#### Document extract:
════════════════
Voters return absentee and mail ballots in two envelopes: an inner secrecy envelope, which is used for privacy, and an outer envelope that is signed and dated.

Election workers have to verify that the outer envelope is signed and dated, open both envelopes to retrieve the ballot, and prepare it to be counted by unfolding and flattening out the ballot. That process can take several minutes per ballot.

“It’s like we’re running an entire second election in parallel with in-person voting while the polls are open,” said Lycoming County election director Forrest Lehman. “Counties, no matter their size, all have the same problem if we're having to run a precanvassing operation in parallel with Election Day operations. It's a strain on our resources, our staffing.”

Proposals aimed at solving this problem range in their approach. One bill would permit opening and sorting ballots five days before the election, while another would allow for three weeks.

What has the legislature done since 2020?
════════════════
#### Study material:
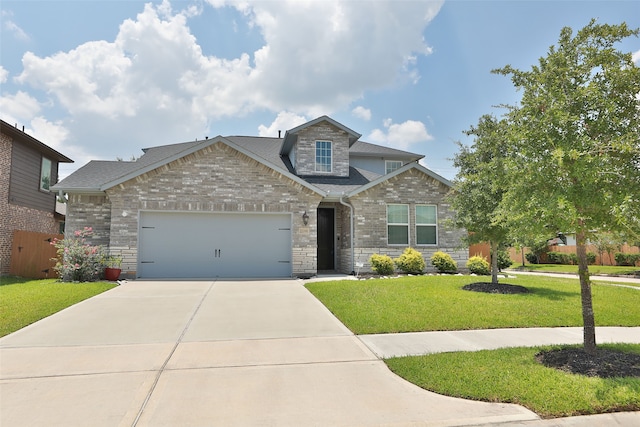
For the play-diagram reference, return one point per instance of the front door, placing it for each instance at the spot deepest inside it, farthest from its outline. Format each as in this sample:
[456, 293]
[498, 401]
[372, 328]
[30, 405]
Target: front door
[326, 242]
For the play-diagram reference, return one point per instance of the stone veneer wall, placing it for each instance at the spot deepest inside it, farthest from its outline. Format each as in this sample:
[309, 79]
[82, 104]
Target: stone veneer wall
[14, 217]
[306, 150]
[214, 179]
[412, 187]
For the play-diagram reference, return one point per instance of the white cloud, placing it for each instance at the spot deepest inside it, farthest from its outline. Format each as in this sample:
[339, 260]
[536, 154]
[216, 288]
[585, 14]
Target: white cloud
[13, 28]
[362, 113]
[401, 136]
[285, 121]
[153, 84]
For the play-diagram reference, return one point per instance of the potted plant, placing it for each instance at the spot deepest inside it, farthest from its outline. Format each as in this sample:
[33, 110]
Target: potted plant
[112, 270]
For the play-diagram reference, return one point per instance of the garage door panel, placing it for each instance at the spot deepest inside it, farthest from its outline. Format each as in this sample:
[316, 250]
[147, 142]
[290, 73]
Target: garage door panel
[190, 245]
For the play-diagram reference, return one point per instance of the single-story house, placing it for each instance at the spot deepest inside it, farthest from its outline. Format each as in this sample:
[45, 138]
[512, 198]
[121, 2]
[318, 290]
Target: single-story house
[315, 200]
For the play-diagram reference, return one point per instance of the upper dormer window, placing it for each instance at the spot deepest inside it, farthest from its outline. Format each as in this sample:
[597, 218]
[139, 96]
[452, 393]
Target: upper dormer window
[45, 174]
[391, 165]
[324, 156]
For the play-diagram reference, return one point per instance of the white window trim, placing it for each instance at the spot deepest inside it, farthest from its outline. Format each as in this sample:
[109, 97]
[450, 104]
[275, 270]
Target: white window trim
[42, 162]
[427, 225]
[315, 157]
[386, 165]
[407, 224]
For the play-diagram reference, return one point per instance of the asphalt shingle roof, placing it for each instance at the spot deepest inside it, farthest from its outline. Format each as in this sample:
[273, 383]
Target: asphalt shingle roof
[97, 173]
════════════════
#### Work request A:
Answer these from the ballot-processing excerpt:
(i) What is the inner envelope called, and what is it used for?
(ii) What position does Forrest Lehman hold?
(iii) How far before the election would each of the two bills permit opening and sorting ballots?
#### Work request B:
Reproduce everything in the ballot-processing excerpt from "Election workers have" down to "for three weeks.".
#### Work request C:
Using the ballot-processing excerpt, explain in one to three sentences why handling a single mail ballot can take several minutes.

#### Task result A:
(i) It is the secrecy envelope, used for privacy.
(ii) He is the Lycoming County election director.
(iii) One bill would permit it five days before the election, and the other would allow three weeks.

#### Task result B:
Election workers have to verify that the outer envelope is signed and dated, open both envelopes to retrieve the ballot, and prepare it to be counted by unfolding and flattening out the ballot. That process can take several minutes per ballot.

“It’s like we’re running an entire second election in parallel with in-person voting while the polls are open,” said Lycoming County election director Forrest Lehman. “Counties, no matter their size, all have the same problem if we're having to run a precanvassing operation in parallel with Election Day operations. It's a strain on our resources, our staffing.”

Proposals aimed at solving this problem range in their approach. One bill would permit opening and sorting ballots five days before the election, while another would allow for three weeks.

#### Task result C:
Election workers must check that the outer envelope is signed and dated, open both the outer and inner envelopes to get the ballot out, and then unfold and flatten the ballot so it can be counted. These steps together can take several minutes per ballot.